## EXERCISE TASK
Please return, unchanged and in order, the lines of the rows below that run from the line containing "Each instance of the branch" through the final line, inclusive.

___ RECORDS ___

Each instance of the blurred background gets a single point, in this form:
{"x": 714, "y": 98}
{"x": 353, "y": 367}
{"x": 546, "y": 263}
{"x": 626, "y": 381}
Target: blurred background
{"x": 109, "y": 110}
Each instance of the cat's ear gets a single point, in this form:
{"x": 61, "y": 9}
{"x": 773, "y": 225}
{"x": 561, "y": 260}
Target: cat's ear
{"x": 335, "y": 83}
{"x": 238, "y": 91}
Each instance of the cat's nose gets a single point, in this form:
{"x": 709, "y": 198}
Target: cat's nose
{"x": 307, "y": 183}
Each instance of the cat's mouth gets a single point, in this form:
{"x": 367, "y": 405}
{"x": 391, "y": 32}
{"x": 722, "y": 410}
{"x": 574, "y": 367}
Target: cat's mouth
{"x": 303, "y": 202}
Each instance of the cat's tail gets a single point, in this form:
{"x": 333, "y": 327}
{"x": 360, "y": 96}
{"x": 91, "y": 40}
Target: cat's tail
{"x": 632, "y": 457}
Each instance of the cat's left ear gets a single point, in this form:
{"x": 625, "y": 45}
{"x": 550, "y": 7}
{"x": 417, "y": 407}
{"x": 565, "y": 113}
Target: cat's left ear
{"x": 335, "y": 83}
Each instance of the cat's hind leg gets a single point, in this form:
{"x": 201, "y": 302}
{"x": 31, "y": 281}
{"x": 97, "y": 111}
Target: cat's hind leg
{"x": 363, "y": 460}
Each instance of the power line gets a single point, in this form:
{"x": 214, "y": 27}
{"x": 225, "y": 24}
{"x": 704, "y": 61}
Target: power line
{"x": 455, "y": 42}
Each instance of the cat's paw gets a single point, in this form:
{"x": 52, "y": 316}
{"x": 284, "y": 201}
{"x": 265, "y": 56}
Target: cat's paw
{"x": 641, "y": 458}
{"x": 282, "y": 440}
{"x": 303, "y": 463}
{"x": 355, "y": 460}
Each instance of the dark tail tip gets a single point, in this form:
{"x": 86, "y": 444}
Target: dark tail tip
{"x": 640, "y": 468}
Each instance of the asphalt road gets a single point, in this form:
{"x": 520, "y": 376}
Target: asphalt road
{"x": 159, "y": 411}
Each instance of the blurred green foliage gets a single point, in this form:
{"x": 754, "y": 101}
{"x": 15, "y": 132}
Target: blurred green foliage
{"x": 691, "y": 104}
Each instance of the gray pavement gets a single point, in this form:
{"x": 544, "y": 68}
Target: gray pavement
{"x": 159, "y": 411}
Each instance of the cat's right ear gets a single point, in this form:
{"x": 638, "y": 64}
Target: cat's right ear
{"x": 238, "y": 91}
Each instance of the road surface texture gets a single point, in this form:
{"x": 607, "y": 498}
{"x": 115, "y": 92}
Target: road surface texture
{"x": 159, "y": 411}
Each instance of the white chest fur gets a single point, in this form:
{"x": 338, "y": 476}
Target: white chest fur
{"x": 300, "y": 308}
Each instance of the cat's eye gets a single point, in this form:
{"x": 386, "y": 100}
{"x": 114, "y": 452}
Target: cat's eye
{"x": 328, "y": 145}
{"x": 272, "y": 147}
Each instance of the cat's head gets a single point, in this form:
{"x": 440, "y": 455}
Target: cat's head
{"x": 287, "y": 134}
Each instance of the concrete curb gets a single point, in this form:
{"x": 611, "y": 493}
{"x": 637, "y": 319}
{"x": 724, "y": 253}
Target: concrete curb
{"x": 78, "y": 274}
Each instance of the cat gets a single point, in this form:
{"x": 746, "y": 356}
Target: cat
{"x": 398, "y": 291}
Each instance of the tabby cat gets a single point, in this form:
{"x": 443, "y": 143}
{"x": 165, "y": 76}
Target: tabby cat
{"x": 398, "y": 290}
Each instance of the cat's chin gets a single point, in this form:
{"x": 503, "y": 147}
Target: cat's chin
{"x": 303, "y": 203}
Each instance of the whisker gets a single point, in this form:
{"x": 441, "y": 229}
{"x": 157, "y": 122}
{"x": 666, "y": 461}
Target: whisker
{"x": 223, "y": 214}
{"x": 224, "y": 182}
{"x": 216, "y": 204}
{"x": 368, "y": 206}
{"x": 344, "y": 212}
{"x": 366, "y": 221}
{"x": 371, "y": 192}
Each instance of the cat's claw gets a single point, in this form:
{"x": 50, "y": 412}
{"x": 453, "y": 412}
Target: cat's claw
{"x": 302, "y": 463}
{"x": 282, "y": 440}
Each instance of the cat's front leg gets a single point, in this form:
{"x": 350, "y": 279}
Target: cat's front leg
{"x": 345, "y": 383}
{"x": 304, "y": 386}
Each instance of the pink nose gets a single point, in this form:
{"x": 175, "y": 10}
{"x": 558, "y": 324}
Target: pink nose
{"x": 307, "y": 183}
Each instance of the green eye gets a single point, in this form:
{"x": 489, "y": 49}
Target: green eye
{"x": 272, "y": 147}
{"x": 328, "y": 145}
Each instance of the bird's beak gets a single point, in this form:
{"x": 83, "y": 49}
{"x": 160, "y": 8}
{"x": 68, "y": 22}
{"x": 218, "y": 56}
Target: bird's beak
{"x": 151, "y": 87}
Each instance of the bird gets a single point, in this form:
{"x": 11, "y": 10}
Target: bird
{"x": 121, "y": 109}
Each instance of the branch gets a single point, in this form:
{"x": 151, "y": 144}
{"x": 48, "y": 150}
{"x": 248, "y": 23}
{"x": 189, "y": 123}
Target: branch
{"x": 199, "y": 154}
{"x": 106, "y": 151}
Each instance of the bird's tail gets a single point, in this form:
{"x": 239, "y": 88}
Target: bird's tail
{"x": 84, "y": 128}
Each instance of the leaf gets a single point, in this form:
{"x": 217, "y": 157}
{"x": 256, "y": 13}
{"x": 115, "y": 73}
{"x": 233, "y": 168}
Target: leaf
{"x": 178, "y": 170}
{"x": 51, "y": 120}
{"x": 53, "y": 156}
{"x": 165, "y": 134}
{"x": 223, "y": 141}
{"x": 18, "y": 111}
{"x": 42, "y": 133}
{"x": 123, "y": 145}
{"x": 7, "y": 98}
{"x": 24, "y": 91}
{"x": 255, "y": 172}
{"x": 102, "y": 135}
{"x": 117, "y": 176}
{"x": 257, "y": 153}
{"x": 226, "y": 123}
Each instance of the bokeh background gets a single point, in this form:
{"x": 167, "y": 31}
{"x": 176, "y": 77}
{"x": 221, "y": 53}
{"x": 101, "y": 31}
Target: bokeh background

___

## RESPONSE TO THIS TASK
Each instance of the branch gets a single point, in this form:
{"x": 151, "y": 144}
{"x": 48, "y": 150}
{"x": 248, "y": 23}
{"x": 189, "y": 123}
Target: branch
{"x": 199, "y": 154}
{"x": 106, "y": 151}
Each instance of the bird's tail gets a single point, in this form:
{"x": 239, "y": 88}
Target: bird's tail
{"x": 84, "y": 128}
Each instance of the leaf gets a single point, in this form:
{"x": 217, "y": 157}
{"x": 256, "y": 13}
{"x": 115, "y": 73}
{"x": 233, "y": 168}
Target: leaf
{"x": 178, "y": 170}
{"x": 51, "y": 120}
{"x": 53, "y": 156}
{"x": 165, "y": 134}
{"x": 223, "y": 141}
{"x": 18, "y": 111}
{"x": 42, "y": 133}
{"x": 123, "y": 145}
{"x": 7, "y": 98}
{"x": 24, "y": 91}
{"x": 255, "y": 172}
{"x": 102, "y": 135}
{"x": 117, "y": 176}
{"x": 257, "y": 153}
{"x": 226, "y": 123}
Each instance of the bokeh background gets a single point, in this form:
{"x": 167, "y": 31}
{"x": 176, "y": 77}
{"x": 221, "y": 53}
{"x": 101, "y": 31}
Target: bokeh background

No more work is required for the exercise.